>> Start Records for processing

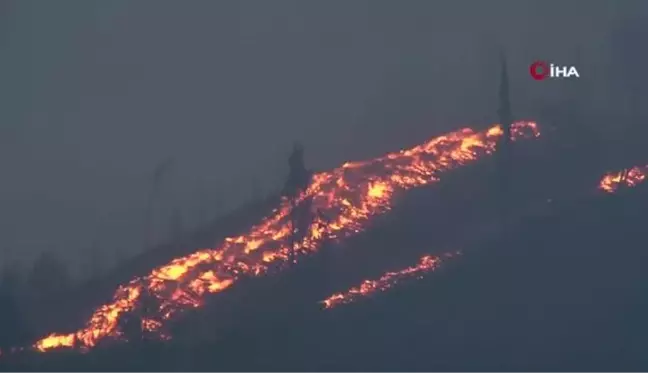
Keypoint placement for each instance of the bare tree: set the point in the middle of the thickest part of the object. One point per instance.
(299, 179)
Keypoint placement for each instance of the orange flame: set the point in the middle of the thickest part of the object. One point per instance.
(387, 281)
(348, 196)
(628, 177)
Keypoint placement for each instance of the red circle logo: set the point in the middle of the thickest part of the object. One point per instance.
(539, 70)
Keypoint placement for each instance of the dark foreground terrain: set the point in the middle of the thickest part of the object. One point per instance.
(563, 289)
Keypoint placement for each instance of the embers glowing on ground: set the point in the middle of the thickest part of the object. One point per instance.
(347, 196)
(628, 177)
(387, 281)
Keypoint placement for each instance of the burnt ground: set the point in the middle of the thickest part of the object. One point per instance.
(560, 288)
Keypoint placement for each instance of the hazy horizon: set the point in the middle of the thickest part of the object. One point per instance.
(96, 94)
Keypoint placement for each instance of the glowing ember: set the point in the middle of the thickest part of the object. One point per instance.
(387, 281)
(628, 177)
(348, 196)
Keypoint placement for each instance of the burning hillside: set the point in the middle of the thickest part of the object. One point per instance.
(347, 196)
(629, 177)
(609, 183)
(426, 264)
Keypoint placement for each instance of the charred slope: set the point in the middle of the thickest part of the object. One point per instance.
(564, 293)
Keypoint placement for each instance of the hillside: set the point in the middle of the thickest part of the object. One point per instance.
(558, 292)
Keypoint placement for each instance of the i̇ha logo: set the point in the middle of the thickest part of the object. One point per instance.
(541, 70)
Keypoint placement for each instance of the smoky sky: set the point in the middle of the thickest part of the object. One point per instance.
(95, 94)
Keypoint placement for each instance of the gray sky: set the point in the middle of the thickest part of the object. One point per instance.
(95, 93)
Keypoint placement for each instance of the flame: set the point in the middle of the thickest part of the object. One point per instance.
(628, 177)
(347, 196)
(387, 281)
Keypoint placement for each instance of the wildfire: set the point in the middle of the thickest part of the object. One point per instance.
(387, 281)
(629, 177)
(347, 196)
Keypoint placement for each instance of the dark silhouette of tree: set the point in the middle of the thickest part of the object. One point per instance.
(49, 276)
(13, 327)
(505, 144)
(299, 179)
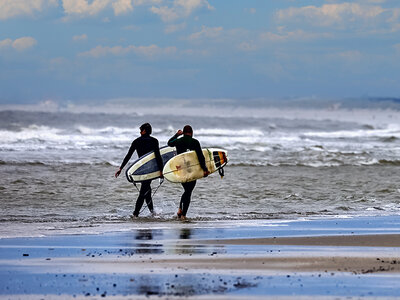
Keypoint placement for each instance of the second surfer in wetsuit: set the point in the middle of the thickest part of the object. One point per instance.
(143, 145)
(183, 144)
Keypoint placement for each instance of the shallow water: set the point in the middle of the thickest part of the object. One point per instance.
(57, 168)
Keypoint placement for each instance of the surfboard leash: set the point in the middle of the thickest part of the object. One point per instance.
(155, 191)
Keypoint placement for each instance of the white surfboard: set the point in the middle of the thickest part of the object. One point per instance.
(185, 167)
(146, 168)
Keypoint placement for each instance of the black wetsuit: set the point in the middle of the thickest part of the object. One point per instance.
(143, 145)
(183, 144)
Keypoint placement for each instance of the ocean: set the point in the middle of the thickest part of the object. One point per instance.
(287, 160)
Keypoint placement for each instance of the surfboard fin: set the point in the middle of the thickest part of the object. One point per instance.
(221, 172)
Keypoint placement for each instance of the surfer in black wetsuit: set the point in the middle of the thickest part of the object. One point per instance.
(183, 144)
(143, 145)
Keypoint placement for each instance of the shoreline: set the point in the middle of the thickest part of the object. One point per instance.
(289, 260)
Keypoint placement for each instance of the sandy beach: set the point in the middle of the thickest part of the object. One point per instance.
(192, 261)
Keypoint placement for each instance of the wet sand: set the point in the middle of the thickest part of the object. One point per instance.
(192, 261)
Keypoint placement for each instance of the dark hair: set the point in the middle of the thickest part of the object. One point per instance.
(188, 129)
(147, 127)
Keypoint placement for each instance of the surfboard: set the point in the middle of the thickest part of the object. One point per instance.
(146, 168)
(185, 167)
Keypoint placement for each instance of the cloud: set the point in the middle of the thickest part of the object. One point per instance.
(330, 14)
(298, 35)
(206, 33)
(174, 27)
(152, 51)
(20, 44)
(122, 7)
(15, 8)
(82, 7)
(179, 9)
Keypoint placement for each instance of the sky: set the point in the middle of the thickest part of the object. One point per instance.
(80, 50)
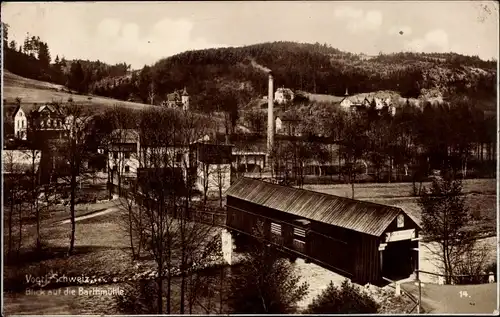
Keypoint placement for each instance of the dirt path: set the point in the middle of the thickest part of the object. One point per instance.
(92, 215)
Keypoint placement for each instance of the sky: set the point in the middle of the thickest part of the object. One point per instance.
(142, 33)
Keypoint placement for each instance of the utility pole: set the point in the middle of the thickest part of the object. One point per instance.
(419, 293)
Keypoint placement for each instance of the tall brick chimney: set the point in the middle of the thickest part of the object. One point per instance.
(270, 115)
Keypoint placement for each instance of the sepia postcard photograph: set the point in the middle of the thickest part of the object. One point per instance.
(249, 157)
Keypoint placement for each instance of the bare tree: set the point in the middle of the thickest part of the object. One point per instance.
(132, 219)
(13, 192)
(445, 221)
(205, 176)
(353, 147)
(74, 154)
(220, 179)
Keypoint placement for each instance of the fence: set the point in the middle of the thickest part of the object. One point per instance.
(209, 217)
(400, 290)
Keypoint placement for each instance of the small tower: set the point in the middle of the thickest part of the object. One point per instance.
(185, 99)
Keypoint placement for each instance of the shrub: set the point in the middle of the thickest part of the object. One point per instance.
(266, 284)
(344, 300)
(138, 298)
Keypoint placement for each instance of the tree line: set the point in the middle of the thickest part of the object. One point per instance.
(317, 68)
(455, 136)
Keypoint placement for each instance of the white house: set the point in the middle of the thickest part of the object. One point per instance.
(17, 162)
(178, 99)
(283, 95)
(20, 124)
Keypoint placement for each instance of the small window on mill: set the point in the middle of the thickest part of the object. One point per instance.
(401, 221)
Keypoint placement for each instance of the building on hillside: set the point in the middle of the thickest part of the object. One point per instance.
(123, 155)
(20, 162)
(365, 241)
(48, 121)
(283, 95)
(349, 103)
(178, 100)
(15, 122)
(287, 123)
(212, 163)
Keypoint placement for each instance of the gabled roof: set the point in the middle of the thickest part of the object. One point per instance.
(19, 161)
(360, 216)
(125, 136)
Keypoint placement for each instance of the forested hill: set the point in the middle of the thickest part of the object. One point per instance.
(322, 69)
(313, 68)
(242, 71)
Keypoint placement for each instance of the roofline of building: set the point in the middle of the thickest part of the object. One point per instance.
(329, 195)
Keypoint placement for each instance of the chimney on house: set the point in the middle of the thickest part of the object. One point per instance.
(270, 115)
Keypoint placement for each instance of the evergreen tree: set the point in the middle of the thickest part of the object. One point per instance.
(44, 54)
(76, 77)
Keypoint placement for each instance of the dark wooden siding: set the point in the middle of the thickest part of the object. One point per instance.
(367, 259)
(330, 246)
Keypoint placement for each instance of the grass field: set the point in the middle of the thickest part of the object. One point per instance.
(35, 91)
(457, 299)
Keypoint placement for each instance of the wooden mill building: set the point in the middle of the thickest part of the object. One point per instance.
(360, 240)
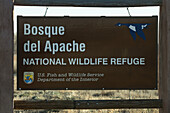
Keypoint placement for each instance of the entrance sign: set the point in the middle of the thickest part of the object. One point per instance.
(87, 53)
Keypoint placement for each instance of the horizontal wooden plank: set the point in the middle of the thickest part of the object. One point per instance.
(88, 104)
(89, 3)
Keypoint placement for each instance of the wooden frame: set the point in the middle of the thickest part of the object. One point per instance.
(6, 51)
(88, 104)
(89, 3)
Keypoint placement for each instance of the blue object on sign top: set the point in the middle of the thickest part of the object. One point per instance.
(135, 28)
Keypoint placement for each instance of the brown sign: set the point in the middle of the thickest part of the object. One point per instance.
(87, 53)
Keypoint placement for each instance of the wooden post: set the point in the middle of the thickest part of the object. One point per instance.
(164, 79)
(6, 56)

>> End Records for processing

◆ **The exercise**:
From the material above, reproduce everything verbatim except the pictures.

◆ **Task result**:
Keypoint placement for each instance of the bare tree: set the point in the middle of the thickest part of the object. One point per instance.
(299, 179)
Keypoint placement for each instance of the orange flame: set the point in the middle of the thickest part of the object. One point per instance.
(387, 281)
(348, 196)
(628, 177)
Keypoint placement for each instance of the red circle logo: set the point in the middle of the thickest part of the object. One point per instance.
(539, 70)
Keypoint placement for each instance of the dark foreground terrain: set the point in the middle of the thickest part of the object. One point per instance.
(563, 289)
Keypoint placement for each instance of the embers glowing on ground: set the point in the middle of the thickest part of the object. One point per instance.
(347, 196)
(628, 177)
(387, 281)
Keypoint placement for each instance of the burnt ground: set the point in the middle of the thickest part of the object. One point per instance.
(560, 288)
Keypoint placement for each instance of the hazy horizon: set the point in the middle of the thickest part of the object. One point per instance.
(96, 94)
Keypoint placement for each instance of the glowing ember: set the point in the middle of the thickest part of the object. One point per instance.
(387, 281)
(628, 177)
(348, 196)
Keypoint placement for each instance of the burning hillside: set the point in the middle of the thickest part of the object. One point per instance.
(347, 196)
(629, 177)
(609, 183)
(426, 264)
Keypoint placement for each instance of the charred slope: set the point in the middle of the thickest part of the object. One point per instance.
(564, 293)
Keypoint placement for each instance of the hillside: set the point in the middle of the thickest part of the object. One point per instance.
(558, 292)
Keypoint placement for each instance of the i̇ha logo: set the point in the middle of the thickest part of the object. One point per instance.
(541, 70)
Keypoint placement for each instance of the smoky sky: set the point in the middle of the thickest part of the object. One point per instance.
(95, 94)
Keypoint placement for each instance of the gray sky: set the point in the middle of the thickest part of the object. One point per instance.
(95, 93)
Keypoint placement for each instance of the flame: set the point in the middle of the thickest part of the object. One point per instance.
(628, 177)
(347, 196)
(387, 281)
Keypoint placement for each instance of the wildfire: set the point in the middle of the thickest part of the object. One point per instance.
(387, 281)
(629, 177)
(347, 196)
Keypoint placement for each instance of the dark silhouette of tree: set the point in the middle of the thickest part of the object. One point per instance.
(49, 276)
(13, 327)
(505, 144)
(299, 179)
Keypoint placement for each instance of the second surfer in wetsuit: set the point in the middle of the thickest part of the object. One point per instance.
(143, 145)
(183, 144)
Keypoint placement for each instance of the shallow water: set the point in the middle of the thickest part of the object. One point per instance.
(57, 168)
Keypoint placement for each instance of the surfboard leash: set the point in the middle of the thickest part of the object. One point per instance.
(155, 191)
Keypoint placement for each instance of the white surfboard: set the point in the middle of the thickest part of the object. One point per instance.
(185, 167)
(146, 168)
Keypoint placement for each instance of the black wetsuit: set the point in the middle of the thickest part of the object. One point per instance.
(143, 145)
(183, 144)
Keypoint placement for each instance of the ocean: set the point in the middle of the thickest part of the object. One point per instance.
(287, 160)
Keypoint placement for each instance of the surfboard fin: set the point in the middle of the thickest part of the object. One point per instance.
(221, 172)
Keypoint placement for each instance of the surfer in black wetsuit: set the point in the middle of the thickest part of the object. One point per instance.
(183, 144)
(143, 145)
Keypoint placement for each instance of the shoreline: set the point in the middle of the thickest part of the object. One point per instance.
(289, 260)
Keypoint placement for each instance of the sandy beach: set the point in the middle of the thickest part of the object. One point per instance.
(192, 261)
Keypoint placement for each instance of the wet sand: set the point in the middle of the thickest part of the object. One point per instance.
(192, 261)
Keypoint placement for each instance of the dark hair: set the point in the middle of the thickest part of the object. One point per instance.
(188, 129)
(147, 127)
Keypoint placement for each instance of the surfboard: set the point in the middle of the thickest part of the object. One point per instance.
(146, 168)
(185, 167)
Keypoint placement for each instance of the cloud: set the point in the middle of the thickest part of the object. One point per instance.
(330, 14)
(298, 35)
(206, 33)
(174, 27)
(152, 51)
(20, 44)
(122, 7)
(15, 8)
(82, 7)
(179, 9)
Keypoint placement for each instance of the sky: set the point in the middle of the thickest part of the object. One point per instance.
(80, 50)
Keypoint placement for each instance of the dirt path: set the point in the middle of the thickest part of the object. One point per instance.
(92, 215)
Keypoint placement for each instance of the sky: set the point in the middle of the thickest part of the object. One point per instance.
(142, 33)
Keypoint placement for each instance of the utility pole: set the point in the middle of the thickest part of the object. One point per instance.
(419, 293)
Keypoint placement for each instance of the tall brick chimney: set the point in the middle of the thickest part of the object. One point per instance.
(270, 115)
Keypoint placement for each instance of the sepia postcard photograph: set the point in the middle of the thickest part of the object. One point per instance.
(249, 157)
Keypoint placement for each instance of the bare tree: set the point in the middle of the thickest part of the object. One point per instance.
(132, 219)
(13, 192)
(445, 221)
(205, 176)
(353, 147)
(74, 154)
(220, 179)
Keypoint placement for each instance of the fence: set the point in the middle of the thickest part of the object. One point per instance.
(209, 217)
(400, 290)
Keypoint placement for each instance of the small tower: set the point in the middle of the thickest part of the object. One point per instance.
(185, 99)
Keypoint placement for each instance of the shrub: set the point in the middle of the thickest part of the object. One point per instance.
(266, 284)
(344, 300)
(138, 298)
Keypoint placement for each instance of the tree line: set the point in the middle of the thickest part of the object. One point per instance.
(317, 68)
(455, 136)
Keypoint placement for each instance of the white house: set the point in the middle of the thickest part of the object. One point per instance.
(17, 162)
(178, 99)
(283, 95)
(20, 124)
Keypoint placement for each instance of the small window on mill: set the point in the middle of the thickest part of the object. One point per instance.
(401, 221)
Keypoint placement for each instance of the building on hillside: set the point in the middle of the thickest part of the object. One point per instance.
(123, 155)
(20, 162)
(365, 241)
(48, 121)
(283, 95)
(349, 103)
(178, 100)
(15, 122)
(287, 123)
(212, 163)
Keypoint placement for each instance of the gabled roof: set the point in the middle of the thickest part of the object. One point per instance.
(19, 161)
(360, 216)
(125, 136)
Keypoint placement for each instance of the forested hill: set the point in the middle of the thickest part of the object. One point per instance.
(322, 69)
(313, 68)
(242, 71)
Keypoint placement for each instance of the roofline of building: set the point in the middle of the thickest part of the object. One point per instance.
(329, 195)
Keypoint placement for each instance of the chimney on house: set the point in the middle of the thickest part of the object. One point per instance.
(270, 115)
Keypoint placement for each instance of the evergreen tree: set the point in the middle of the thickest part of the object. One point per instance.
(44, 54)
(76, 77)
Keypoint placement for each instance of the dark wooden siding: set the point in the middle of the thickest part of the object. One point per instance.
(367, 259)
(330, 246)
Keypoint placement for each instance of the grass field: set the point in the middle of the thickest part of the object. One point per instance.
(35, 91)
(457, 299)
Keypoint placement for each instance of the wooden mill building: set the point in the middle of the thickest part of the object. One point per instance.
(360, 240)
Keypoint placement for each instance of the entrance sign: set the point in the middle of the thickest part of the object. One point per instance.
(87, 53)
Keypoint placement for each instance of the horizontal wooden plank: set the point in the middle of the thickest part of the object. One point per instance.
(88, 104)
(89, 3)
Keypoint placement for each instance of the wooden frame: set the point in the middle of the thickest part of the object. One point per instance.
(6, 51)
(88, 104)
(89, 3)
Keypoint placement for each instance of the blue object on sign top: set the point in the middle of the thickest part of the object. One point per instance.
(135, 28)
Keypoint placement for each instance of the brown sign: set the point in the middle of the thickest part of the object. One point per instance.
(87, 53)
Keypoint placement for each instance of the wooden post: set the point in the middle of the thickest part of the object. One point per instance.
(164, 79)
(6, 56)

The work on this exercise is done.